» **SUPPLIED INFORMATION**:
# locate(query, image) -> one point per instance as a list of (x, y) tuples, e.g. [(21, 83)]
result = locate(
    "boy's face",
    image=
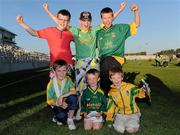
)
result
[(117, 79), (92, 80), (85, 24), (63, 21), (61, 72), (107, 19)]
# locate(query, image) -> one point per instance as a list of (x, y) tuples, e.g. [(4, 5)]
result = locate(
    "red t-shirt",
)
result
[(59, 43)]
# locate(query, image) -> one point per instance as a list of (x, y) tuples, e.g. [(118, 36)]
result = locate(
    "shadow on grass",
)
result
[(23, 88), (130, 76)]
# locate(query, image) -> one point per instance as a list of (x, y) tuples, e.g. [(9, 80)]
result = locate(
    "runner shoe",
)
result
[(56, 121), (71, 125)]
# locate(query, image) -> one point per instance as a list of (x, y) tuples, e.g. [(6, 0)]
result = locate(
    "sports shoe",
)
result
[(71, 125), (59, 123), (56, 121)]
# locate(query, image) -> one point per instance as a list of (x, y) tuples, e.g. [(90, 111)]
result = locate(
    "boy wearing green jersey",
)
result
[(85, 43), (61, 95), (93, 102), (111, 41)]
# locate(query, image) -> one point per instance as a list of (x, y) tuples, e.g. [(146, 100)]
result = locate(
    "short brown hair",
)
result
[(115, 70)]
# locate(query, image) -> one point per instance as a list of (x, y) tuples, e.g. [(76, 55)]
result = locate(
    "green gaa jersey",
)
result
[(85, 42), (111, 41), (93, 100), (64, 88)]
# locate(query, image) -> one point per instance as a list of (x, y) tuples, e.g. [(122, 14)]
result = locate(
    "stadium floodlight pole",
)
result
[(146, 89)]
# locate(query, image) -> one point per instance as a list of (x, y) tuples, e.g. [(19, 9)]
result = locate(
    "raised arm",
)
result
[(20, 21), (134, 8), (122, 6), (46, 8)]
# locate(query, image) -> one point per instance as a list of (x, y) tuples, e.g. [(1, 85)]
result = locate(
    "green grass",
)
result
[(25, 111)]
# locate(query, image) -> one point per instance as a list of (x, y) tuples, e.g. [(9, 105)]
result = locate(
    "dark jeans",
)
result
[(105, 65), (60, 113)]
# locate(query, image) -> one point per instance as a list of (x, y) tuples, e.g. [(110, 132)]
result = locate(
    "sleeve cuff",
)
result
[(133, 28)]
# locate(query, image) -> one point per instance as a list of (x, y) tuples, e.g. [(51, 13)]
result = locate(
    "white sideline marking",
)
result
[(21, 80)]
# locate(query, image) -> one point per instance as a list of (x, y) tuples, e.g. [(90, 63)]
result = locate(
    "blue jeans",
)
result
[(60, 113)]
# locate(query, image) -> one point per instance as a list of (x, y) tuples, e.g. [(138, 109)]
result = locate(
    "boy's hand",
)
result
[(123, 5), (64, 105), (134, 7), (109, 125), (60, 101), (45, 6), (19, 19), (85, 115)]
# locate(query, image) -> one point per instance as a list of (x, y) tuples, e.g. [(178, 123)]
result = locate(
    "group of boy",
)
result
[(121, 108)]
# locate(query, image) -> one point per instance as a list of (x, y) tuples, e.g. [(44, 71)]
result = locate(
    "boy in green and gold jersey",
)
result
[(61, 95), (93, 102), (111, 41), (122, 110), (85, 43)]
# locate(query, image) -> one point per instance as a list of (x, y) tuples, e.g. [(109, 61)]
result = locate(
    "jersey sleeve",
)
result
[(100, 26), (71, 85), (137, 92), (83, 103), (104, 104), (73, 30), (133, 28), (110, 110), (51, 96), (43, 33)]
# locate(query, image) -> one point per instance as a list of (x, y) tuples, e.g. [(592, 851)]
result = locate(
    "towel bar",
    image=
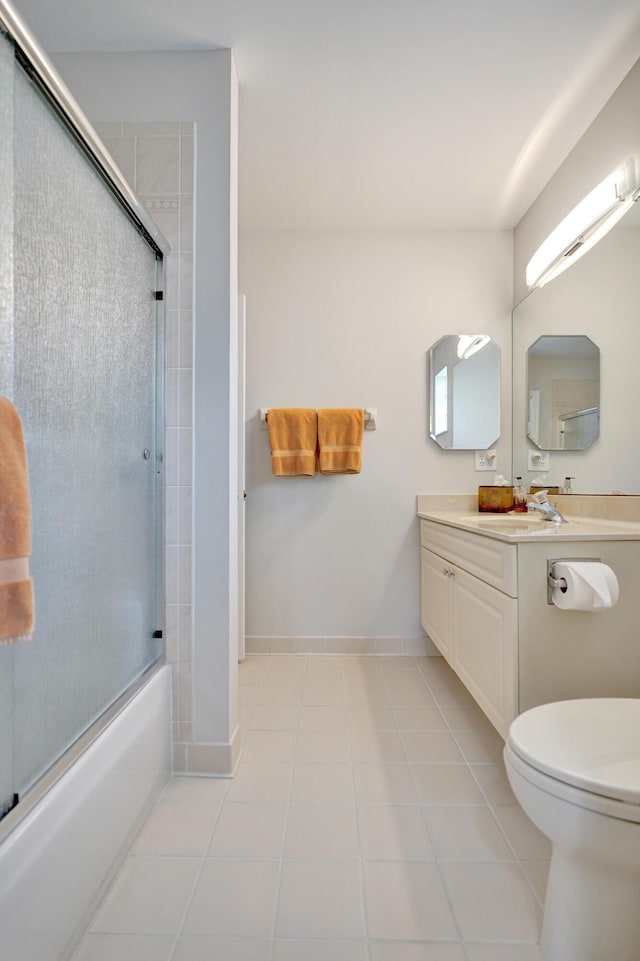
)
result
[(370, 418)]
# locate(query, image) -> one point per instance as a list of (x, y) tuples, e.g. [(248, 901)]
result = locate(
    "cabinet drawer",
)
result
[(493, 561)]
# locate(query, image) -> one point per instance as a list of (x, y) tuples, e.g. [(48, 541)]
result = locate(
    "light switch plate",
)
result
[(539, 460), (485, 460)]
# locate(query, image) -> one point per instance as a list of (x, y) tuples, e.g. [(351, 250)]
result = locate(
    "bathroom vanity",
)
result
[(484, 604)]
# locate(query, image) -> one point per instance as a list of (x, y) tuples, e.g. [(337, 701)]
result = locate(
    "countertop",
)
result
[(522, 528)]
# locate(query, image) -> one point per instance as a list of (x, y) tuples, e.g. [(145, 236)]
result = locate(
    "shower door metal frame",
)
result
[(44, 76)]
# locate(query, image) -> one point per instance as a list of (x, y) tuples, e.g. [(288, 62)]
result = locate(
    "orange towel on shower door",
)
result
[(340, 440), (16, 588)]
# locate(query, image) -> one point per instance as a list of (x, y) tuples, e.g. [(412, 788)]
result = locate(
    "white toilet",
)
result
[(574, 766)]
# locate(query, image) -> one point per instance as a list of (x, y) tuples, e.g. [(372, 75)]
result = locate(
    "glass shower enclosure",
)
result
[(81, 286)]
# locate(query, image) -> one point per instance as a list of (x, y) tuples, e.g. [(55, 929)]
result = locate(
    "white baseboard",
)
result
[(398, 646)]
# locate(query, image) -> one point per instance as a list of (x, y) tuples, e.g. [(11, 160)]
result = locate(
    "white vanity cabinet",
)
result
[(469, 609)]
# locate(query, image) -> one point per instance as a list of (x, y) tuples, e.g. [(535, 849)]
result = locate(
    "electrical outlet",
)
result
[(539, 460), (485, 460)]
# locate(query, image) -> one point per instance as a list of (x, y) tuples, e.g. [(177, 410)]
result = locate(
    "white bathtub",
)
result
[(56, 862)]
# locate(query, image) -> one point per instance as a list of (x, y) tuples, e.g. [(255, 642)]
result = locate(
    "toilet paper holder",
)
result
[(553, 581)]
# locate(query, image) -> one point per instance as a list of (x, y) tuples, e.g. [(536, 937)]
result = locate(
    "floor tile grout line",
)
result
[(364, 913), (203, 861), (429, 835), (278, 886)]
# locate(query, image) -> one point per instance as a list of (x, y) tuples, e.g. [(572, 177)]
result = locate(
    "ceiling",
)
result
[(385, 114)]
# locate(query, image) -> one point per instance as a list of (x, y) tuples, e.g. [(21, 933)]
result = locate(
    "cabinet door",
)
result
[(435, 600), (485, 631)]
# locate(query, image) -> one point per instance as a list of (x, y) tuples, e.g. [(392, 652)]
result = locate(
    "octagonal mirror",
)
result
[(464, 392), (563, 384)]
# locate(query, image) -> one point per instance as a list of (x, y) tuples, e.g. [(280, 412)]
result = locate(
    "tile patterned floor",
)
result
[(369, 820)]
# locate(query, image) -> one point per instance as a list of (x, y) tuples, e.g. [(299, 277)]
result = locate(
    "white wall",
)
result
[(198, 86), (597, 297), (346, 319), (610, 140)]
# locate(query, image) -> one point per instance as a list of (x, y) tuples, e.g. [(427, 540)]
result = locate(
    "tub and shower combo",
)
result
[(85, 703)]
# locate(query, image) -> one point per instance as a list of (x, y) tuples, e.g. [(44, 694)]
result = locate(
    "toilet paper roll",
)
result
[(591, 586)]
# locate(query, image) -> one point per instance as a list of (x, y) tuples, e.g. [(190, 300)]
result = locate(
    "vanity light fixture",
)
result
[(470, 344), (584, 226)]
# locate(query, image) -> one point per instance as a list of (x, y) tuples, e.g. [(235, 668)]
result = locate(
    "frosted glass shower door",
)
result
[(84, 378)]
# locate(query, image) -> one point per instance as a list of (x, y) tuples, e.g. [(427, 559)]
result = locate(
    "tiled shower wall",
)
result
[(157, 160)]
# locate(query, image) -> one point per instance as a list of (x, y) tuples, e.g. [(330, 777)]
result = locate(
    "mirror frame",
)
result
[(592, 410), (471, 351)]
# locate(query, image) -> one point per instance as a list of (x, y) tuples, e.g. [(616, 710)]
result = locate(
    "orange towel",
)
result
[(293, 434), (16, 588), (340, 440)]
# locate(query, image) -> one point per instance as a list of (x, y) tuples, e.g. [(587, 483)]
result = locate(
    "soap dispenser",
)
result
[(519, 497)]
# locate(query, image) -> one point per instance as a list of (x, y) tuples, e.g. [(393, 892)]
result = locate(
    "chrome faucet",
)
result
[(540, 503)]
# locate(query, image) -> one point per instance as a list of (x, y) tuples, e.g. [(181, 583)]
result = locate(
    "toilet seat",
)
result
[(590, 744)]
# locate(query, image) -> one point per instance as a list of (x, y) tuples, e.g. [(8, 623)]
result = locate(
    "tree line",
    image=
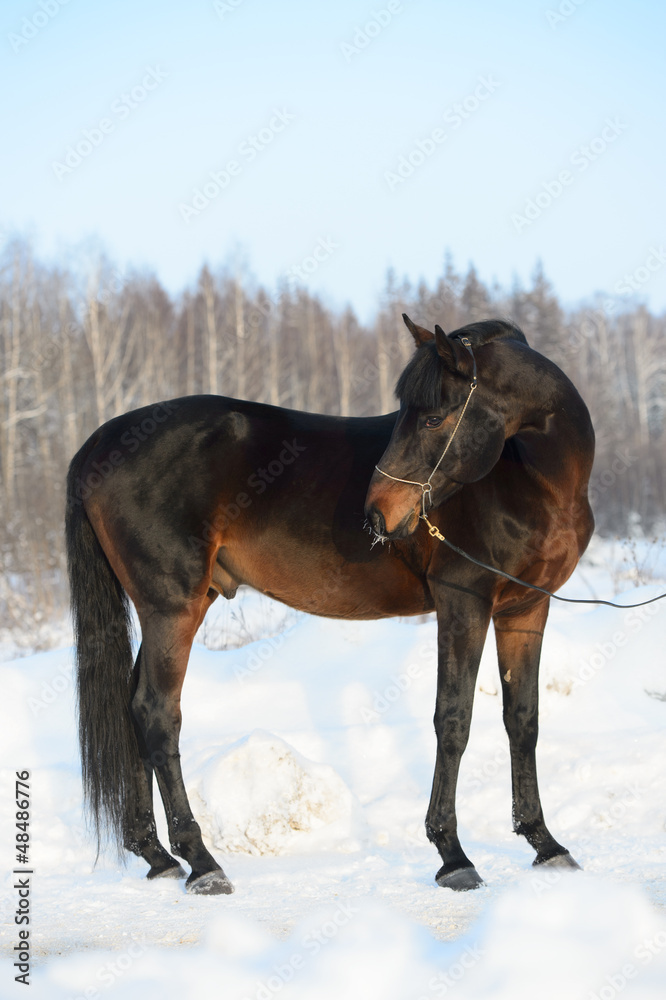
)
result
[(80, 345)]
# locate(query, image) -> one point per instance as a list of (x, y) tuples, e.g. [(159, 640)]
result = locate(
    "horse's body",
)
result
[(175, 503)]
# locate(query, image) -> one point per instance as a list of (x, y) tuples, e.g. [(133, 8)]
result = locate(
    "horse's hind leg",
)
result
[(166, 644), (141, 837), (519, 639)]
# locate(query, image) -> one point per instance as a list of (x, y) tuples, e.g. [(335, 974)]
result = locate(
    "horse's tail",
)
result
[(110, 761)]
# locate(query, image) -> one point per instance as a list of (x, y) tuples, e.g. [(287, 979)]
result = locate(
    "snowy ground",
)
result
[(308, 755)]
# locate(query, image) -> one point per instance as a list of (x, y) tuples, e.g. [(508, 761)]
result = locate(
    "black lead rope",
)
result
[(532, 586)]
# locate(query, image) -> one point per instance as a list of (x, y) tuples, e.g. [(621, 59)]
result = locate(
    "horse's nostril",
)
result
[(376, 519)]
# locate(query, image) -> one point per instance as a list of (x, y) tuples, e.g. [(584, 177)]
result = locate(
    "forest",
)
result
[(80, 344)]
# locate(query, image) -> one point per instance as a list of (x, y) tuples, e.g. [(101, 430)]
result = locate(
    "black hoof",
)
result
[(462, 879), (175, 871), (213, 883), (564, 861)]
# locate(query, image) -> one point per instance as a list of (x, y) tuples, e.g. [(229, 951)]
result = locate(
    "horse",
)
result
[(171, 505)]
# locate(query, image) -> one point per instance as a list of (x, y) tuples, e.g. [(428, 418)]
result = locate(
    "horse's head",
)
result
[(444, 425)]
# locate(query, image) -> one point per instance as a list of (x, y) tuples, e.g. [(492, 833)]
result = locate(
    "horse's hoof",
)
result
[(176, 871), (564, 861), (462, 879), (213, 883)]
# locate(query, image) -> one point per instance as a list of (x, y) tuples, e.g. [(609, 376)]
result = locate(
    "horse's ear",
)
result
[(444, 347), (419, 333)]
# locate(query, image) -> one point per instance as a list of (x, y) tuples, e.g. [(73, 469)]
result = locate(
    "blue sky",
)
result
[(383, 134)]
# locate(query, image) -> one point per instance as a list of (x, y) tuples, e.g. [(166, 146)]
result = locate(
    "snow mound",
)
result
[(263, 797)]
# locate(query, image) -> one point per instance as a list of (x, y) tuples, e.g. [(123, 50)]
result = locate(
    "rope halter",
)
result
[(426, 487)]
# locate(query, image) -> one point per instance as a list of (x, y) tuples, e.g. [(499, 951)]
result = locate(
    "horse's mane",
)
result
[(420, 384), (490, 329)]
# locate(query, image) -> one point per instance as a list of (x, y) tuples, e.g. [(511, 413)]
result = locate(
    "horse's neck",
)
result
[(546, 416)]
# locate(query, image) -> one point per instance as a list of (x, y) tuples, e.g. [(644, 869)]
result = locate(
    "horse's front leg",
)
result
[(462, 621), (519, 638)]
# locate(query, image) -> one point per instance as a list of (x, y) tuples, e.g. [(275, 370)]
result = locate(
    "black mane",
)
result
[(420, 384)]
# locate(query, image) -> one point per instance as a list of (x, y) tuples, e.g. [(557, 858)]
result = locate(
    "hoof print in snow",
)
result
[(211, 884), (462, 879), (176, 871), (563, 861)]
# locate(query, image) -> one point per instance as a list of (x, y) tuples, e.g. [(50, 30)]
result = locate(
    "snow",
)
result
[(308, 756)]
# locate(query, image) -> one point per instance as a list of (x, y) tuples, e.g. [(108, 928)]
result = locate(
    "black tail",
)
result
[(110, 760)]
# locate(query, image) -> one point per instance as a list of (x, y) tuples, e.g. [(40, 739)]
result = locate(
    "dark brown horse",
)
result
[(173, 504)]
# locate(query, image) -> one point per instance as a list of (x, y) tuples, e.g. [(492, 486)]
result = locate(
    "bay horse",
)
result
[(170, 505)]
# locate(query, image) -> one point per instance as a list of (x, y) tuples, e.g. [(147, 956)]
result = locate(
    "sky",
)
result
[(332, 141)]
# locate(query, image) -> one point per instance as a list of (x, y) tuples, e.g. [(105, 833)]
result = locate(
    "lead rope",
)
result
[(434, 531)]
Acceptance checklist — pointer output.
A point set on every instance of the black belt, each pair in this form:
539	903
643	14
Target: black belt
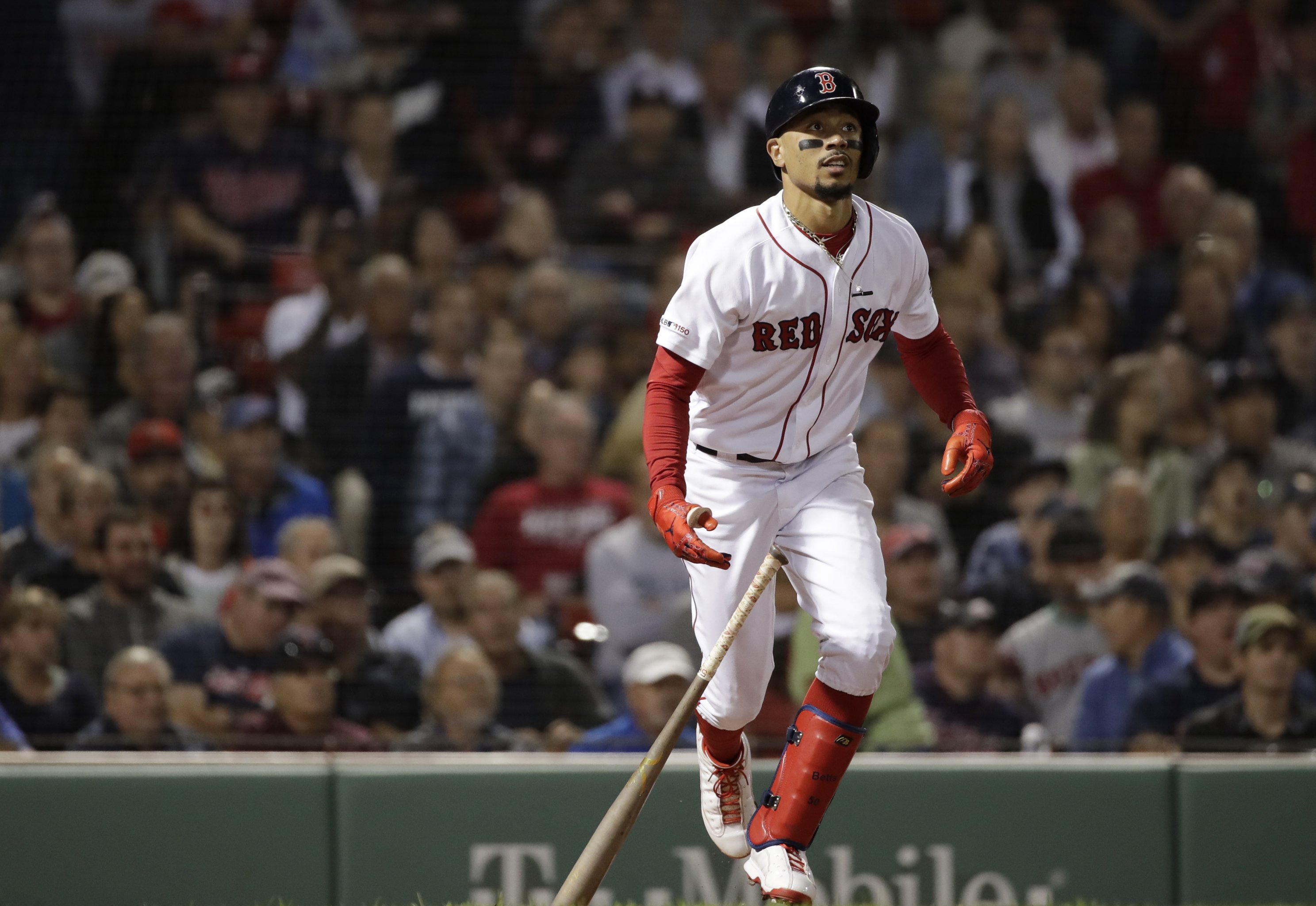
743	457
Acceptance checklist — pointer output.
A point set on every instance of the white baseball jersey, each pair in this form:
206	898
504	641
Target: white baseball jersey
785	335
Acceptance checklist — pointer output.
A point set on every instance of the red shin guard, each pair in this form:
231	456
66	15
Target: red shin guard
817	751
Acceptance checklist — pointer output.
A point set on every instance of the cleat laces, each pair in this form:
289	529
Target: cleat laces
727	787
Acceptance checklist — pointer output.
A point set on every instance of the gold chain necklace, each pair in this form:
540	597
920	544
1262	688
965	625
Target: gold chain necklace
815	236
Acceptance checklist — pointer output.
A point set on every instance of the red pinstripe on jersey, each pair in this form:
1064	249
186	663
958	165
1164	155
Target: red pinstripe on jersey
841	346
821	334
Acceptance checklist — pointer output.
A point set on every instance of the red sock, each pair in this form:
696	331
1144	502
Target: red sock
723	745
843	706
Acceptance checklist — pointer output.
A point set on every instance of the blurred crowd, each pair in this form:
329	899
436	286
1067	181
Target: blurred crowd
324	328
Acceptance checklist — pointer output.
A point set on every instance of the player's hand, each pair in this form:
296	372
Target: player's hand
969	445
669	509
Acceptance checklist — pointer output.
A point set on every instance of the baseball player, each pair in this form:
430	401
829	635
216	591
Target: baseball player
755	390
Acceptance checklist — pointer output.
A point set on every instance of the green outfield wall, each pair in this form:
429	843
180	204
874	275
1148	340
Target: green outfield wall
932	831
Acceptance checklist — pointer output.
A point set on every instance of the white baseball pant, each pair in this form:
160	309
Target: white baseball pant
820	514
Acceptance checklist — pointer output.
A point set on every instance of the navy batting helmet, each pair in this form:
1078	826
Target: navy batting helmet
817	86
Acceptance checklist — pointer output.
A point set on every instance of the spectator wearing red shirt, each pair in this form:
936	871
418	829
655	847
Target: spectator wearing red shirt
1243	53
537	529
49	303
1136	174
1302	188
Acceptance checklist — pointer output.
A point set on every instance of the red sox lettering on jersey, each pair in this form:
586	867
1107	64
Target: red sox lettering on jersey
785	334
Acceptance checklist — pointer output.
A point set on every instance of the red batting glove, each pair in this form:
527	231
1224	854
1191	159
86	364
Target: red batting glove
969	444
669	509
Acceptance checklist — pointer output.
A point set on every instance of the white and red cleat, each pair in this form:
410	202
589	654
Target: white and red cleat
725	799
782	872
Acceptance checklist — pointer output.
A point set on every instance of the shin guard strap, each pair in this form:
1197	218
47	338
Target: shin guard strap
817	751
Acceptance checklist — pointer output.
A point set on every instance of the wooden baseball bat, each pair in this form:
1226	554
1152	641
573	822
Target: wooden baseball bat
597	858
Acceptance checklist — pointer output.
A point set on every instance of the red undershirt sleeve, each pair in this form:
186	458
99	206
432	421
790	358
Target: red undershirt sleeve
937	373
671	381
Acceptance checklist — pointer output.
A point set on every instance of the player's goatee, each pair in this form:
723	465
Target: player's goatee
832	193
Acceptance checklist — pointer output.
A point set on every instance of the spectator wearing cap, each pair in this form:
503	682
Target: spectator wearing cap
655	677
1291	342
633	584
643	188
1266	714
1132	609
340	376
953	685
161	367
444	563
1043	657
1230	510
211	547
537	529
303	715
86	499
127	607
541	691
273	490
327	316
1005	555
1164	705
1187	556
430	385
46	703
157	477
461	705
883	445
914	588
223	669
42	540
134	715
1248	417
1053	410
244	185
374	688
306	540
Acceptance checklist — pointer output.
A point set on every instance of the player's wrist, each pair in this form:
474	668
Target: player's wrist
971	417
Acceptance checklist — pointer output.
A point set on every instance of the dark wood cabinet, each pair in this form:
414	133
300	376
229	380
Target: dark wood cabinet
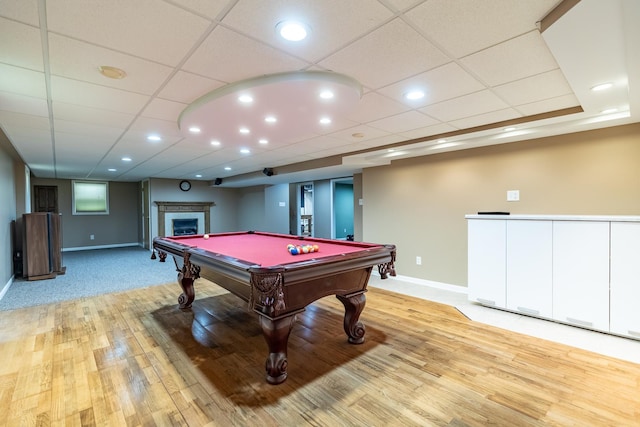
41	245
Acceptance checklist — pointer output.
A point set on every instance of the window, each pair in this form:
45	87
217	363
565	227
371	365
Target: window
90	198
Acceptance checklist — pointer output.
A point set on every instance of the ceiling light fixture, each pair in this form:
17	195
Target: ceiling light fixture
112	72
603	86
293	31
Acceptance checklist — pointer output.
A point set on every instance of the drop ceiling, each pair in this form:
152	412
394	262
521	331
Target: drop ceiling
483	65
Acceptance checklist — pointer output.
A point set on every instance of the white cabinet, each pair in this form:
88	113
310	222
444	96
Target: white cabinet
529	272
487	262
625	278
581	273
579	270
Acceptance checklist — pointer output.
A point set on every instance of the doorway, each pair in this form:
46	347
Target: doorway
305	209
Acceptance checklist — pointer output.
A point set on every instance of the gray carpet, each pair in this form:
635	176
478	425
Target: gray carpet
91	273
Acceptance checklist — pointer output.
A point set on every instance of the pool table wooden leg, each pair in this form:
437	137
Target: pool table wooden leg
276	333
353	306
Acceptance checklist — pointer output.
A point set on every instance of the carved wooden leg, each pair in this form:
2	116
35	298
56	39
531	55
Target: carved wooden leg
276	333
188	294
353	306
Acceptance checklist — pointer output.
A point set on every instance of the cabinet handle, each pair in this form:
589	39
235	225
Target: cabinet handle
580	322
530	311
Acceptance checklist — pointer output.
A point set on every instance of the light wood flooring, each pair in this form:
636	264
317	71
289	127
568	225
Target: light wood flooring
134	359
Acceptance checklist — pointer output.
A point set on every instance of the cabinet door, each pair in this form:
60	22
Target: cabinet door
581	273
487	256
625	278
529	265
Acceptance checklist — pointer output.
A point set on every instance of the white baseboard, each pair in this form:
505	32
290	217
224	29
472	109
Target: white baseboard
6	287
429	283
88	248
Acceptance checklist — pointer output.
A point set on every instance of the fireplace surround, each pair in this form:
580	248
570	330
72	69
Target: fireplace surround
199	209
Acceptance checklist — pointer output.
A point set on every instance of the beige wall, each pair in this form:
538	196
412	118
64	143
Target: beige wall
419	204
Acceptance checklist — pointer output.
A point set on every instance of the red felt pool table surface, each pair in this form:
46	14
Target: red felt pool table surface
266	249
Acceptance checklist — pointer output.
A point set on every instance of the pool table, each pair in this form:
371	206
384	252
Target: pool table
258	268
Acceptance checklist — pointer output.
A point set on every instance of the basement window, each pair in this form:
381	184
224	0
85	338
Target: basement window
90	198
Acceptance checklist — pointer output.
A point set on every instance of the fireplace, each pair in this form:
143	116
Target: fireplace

» **EXERCISE DIRECTIONS**:
Starting at the beginning of the entries and ending at the line that contains "72), (107, 19)]", rewrite those lines with "boy's face" changed to "child's face" and everything else left the same. Omit the pictures.

» **TASK ANSWER**:
# locate(query, image) -> one point per instance as a list of (x, y) tuples, e.g. [(21, 83)]
result = locate(
    "child's face",
    image=
)
result
[(117, 79), (92, 80), (85, 24), (63, 21), (61, 72), (107, 19)]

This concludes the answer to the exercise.